-- Records for the task --
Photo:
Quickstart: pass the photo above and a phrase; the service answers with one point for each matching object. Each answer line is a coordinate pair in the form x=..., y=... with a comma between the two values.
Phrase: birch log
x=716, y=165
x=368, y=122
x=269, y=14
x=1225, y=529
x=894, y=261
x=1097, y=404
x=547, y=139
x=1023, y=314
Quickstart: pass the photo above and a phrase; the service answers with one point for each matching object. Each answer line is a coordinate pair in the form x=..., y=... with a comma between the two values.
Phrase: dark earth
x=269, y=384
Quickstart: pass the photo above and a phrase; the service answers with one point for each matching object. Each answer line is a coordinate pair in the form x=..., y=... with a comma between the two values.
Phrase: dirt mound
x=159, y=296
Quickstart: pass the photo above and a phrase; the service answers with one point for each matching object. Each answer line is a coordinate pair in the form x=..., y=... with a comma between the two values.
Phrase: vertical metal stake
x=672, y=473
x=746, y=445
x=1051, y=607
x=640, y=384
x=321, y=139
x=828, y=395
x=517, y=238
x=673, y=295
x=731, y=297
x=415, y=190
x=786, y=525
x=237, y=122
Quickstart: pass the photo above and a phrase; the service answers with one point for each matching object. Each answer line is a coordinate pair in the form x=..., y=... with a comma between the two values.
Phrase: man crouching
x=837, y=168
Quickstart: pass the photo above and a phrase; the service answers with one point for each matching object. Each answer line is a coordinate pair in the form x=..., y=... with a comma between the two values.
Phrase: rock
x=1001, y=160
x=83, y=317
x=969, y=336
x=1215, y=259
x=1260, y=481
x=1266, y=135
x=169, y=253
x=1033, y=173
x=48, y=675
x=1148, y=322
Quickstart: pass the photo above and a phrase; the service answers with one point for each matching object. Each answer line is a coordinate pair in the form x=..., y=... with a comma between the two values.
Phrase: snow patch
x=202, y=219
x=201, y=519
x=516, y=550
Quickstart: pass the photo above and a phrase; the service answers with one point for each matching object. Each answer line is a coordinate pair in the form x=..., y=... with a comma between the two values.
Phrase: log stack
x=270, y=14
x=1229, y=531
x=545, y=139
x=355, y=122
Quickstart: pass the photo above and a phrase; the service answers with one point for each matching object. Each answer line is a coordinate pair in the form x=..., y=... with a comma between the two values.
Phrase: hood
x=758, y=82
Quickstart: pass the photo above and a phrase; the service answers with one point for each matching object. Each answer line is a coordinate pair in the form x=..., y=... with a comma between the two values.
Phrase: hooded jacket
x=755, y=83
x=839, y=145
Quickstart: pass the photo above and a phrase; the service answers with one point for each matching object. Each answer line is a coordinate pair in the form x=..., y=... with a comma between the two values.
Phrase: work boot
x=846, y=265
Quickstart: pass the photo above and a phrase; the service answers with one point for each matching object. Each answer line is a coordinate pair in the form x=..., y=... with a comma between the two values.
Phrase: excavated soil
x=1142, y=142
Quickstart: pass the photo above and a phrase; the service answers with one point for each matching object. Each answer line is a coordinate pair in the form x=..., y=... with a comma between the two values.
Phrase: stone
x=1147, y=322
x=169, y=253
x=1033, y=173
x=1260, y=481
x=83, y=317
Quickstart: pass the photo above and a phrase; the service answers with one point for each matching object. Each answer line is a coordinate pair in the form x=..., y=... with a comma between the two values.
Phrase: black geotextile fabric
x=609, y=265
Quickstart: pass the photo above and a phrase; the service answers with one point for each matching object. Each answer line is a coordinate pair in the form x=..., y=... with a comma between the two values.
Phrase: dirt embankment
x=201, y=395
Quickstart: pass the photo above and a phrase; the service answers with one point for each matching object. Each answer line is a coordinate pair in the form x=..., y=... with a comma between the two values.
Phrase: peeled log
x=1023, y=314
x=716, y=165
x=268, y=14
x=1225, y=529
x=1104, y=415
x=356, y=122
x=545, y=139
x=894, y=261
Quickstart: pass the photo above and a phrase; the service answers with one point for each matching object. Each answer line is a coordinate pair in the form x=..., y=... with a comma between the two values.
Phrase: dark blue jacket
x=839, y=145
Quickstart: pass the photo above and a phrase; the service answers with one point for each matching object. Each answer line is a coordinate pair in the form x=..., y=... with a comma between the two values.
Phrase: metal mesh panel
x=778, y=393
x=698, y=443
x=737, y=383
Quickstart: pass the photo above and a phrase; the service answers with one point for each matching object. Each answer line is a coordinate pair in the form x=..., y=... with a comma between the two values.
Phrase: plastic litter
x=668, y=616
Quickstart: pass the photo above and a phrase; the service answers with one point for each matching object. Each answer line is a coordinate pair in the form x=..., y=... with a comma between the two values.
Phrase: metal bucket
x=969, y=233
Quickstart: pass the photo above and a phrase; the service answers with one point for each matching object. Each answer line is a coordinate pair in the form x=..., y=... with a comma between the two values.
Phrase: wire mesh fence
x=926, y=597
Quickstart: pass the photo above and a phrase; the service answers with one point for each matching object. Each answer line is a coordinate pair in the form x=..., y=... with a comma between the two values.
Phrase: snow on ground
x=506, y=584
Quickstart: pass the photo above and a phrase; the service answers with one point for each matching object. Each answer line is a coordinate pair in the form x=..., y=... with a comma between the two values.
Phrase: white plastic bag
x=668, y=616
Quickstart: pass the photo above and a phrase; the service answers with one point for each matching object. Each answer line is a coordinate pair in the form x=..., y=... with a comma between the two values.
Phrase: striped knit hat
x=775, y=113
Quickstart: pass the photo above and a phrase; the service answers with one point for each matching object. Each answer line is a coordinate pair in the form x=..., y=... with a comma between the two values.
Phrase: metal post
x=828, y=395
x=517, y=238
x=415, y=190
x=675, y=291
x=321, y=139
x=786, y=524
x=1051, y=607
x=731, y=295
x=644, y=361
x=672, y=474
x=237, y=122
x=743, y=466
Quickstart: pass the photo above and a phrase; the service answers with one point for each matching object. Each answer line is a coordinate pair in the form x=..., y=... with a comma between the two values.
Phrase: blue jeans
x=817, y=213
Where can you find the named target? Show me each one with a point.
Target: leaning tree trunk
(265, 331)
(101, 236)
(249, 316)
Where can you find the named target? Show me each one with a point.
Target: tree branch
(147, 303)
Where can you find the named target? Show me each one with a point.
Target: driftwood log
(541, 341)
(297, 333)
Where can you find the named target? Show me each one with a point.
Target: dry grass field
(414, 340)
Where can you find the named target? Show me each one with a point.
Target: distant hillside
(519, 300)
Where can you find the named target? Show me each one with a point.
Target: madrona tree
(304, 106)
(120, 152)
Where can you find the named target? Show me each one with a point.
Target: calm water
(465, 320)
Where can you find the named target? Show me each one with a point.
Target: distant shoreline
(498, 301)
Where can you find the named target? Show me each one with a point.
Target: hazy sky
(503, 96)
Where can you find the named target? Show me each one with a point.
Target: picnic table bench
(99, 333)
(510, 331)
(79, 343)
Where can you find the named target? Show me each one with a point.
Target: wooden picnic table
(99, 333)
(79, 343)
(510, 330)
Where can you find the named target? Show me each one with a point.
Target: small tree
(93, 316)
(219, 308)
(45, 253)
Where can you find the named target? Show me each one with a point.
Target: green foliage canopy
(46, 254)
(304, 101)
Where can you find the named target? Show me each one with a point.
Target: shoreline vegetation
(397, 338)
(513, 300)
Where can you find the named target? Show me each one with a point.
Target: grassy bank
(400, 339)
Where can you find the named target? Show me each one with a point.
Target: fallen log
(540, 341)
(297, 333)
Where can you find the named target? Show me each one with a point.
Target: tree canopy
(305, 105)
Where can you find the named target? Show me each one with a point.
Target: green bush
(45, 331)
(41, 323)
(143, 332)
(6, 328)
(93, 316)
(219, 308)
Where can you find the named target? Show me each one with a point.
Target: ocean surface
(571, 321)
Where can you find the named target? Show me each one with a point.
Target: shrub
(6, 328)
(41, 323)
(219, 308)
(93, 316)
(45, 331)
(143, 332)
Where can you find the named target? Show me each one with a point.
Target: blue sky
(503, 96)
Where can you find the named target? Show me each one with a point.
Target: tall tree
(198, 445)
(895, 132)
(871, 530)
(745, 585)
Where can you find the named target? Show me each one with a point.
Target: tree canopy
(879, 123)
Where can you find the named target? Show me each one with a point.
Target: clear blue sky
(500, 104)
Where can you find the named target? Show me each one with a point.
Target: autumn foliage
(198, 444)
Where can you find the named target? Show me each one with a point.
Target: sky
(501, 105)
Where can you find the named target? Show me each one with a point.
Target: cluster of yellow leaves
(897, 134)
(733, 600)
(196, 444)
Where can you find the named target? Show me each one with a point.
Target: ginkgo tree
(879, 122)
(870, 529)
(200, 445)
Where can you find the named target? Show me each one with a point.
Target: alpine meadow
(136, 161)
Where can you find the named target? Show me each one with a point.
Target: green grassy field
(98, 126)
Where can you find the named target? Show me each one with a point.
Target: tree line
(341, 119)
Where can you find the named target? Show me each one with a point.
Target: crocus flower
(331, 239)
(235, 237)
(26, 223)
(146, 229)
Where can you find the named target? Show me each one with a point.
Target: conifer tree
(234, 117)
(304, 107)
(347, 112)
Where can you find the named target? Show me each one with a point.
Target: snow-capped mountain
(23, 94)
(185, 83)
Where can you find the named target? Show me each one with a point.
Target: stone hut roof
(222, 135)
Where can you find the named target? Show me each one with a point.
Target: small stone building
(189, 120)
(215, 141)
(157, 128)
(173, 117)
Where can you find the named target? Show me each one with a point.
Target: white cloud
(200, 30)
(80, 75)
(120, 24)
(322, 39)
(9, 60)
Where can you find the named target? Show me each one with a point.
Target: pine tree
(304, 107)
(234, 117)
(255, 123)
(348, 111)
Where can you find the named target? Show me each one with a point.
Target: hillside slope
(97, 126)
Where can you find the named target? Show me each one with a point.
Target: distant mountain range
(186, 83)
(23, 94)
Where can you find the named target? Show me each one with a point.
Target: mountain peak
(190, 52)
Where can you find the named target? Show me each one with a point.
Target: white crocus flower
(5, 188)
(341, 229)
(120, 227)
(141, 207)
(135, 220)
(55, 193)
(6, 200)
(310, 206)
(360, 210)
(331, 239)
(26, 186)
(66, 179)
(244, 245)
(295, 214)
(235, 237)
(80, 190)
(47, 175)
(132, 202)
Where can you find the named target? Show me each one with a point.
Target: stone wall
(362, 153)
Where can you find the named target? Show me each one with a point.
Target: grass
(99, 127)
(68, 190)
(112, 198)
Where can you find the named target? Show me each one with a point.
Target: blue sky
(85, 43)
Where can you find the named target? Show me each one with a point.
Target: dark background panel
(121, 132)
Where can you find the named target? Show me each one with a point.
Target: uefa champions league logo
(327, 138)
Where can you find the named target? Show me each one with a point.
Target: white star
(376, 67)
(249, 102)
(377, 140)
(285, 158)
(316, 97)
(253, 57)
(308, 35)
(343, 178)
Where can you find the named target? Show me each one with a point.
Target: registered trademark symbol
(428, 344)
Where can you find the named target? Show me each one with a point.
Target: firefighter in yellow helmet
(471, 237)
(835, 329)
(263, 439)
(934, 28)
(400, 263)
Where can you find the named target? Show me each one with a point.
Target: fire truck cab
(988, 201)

-- Task objective --
List every line in the material above that contains the word "blue", copying each line in full.

-- Full response --
Phrase: dark blue jacket
Phrase: blue jeans
Target: blue sky
Target: clear blue sky
Target: blue sky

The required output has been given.